What to work on —
Retype the data below without altering anything.

****************************************

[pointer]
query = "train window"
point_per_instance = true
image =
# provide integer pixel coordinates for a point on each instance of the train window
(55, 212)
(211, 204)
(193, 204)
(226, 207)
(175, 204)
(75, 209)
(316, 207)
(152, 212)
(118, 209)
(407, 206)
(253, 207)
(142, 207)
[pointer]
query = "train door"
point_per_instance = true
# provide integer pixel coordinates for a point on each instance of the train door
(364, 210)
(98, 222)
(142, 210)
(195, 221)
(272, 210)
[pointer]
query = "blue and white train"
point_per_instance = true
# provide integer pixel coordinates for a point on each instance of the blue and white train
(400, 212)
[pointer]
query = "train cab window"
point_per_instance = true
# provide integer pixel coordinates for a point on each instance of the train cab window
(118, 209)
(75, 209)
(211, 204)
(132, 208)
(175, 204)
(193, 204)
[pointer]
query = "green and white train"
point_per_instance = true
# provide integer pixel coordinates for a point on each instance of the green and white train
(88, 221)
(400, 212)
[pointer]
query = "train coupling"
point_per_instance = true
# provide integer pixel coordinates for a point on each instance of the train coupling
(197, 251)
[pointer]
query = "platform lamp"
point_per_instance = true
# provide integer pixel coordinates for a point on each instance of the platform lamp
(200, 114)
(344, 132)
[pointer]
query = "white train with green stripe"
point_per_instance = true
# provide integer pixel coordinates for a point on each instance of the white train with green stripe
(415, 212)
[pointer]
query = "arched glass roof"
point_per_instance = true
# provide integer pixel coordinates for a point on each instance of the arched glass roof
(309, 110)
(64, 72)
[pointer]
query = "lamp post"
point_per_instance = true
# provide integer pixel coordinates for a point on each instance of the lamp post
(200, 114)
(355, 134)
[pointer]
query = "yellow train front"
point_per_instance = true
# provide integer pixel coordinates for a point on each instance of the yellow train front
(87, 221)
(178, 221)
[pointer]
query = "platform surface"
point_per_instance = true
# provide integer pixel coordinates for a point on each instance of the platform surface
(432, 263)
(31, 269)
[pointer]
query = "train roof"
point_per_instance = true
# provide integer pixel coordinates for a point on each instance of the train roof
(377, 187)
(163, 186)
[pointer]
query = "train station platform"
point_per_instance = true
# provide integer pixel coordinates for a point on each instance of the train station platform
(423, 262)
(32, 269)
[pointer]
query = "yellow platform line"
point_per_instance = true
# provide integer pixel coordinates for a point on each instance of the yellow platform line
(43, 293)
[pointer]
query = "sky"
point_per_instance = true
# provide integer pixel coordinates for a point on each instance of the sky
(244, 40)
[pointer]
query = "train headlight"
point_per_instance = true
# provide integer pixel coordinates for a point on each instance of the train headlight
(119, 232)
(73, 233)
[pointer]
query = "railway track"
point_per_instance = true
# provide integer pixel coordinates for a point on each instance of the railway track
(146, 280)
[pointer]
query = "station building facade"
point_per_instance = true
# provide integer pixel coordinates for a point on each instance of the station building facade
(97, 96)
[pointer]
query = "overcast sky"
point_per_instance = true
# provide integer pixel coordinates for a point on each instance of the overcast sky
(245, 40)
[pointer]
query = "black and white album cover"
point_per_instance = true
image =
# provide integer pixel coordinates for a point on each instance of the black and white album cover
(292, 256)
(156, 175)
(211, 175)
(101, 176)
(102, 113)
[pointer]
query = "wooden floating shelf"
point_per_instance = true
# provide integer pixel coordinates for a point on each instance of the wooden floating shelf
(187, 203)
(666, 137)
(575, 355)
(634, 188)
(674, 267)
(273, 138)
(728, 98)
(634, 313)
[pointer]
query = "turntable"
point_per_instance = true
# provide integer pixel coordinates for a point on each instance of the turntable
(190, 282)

****************************************

Response area —
[pointer]
query = "train window"
point_per_instance = true
image =
# provide integer pixel coordinates for a point on each instance of the train window
(55, 212)
(211, 204)
(193, 204)
(226, 207)
(175, 204)
(75, 209)
(316, 207)
(152, 212)
(118, 209)
(407, 206)
(253, 207)
(142, 207)
[pointer]
query = "train door"
point_per_instance = true
# provide integer pixel coordinates for a point on each instance of the train door
(364, 210)
(98, 222)
(142, 210)
(195, 221)
(272, 210)
[pointer]
query = "blue and white train"
point_per_instance = true
# provide integer pixel coordinates for a point on each instance of the blue and white train
(400, 212)
[pointer]
query = "train cab window"
point_per_instance = true
# provide integer pixel coordinates for a point on each instance of the train cab window
(118, 209)
(75, 209)
(211, 204)
(132, 208)
(175, 204)
(193, 204)
[pointer]
query = "green and white train"
point_per_instance = true
# provide integer pixel coordinates for a point on each instance of the green and white train
(88, 221)
(400, 212)
[pointer]
query = "train coupling"
point_per_instance = true
# provide integer pixel coordinates for a point on each instance of the train coupling
(197, 251)
[pointer]
query = "platform lamp"
point_per_instance = true
# provide integer pixel coordinates for a point on each instance of the platform lamp
(200, 114)
(344, 132)
[pointer]
query = "white train with green stripe"
point_per_instance = true
# provide integer pixel coordinates for a point on each instance of the white train with green stripe
(415, 212)
[pointer]
query = "arched glass roof"
point_per_instance = true
# provide integer pixel coordinates for a point on each instance of the arched glass roof
(309, 110)
(64, 72)
[pointer]
query = "lamp post"
point_per_instance = true
# provide integer pixel coordinates for a point on each instance of the lamp post
(200, 114)
(355, 134)
[pointer]
query = "yellow train front"
point_per_instance = true
# provide integer pixel coordinates for a point on each instance of the yellow train front
(87, 221)
(178, 221)
[pointer]
query = "platform surface"
point_per_instance = true
# provide integer pixel coordinates for a point on each instance of the platform surface
(432, 263)
(31, 269)
[pointer]
query = "train roof"
point_per_instance = true
# provide integer pixel coordinates for a point on each instance of the train roof
(377, 187)
(163, 186)
[pointer]
query = "train station platform"
point_per_instance = true
# provide integer pixel coordinates for a point on each instance of the train station platform
(423, 262)
(32, 269)
[pointer]
query = "yellow platform line"
point_per_instance = true
# provide integer pixel coordinates for a point on each instance of the yellow platform line
(43, 293)
[pointer]
query = "sky"
point_per_instance = true
# provide integer pixel coordinates for a point on each instance of the sky
(244, 40)
[pointer]
query = "train headlight"
point_per_instance = true
# provide integer pixel coordinates for a point on each instance of the train headlight
(119, 232)
(73, 233)
[pointer]
query = "railway track"
point_per_instance = true
# provide integer pixel coordinates for a point on each instance of the railway track
(146, 280)
[pointer]
query = "station building facade"
point_per_instance = true
# provide integer pixel coordinates for a point on each instance of the station building facade
(97, 96)
[pointer]
query = "overcast sky"
point_per_instance = true
# provide integer pixel coordinates for a point on each instance of the overcast sky
(245, 40)
[pointer]
query = "black and white album cover"
point_per_instance = true
image =
# provide integer pixel coordinates for a point on each instance of the black and white album cover
(292, 256)
(156, 175)
(211, 175)
(101, 176)
(102, 113)
[pointer]
query = "wooden floating shelf"
point_per_instance = true
# provide integer pixel coordinates for a point on each instance of the wooden floating shelf
(187, 203)
(666, 137)
(575, 355)
(634, 188)
(674, 267)
(273, 138)
(728, 98)
(634, 313)
[pointer]
query = "turntable"
point_per_instance = true
# provide integer pixel coordinates for a point on each instance of the turntable
(190, 282)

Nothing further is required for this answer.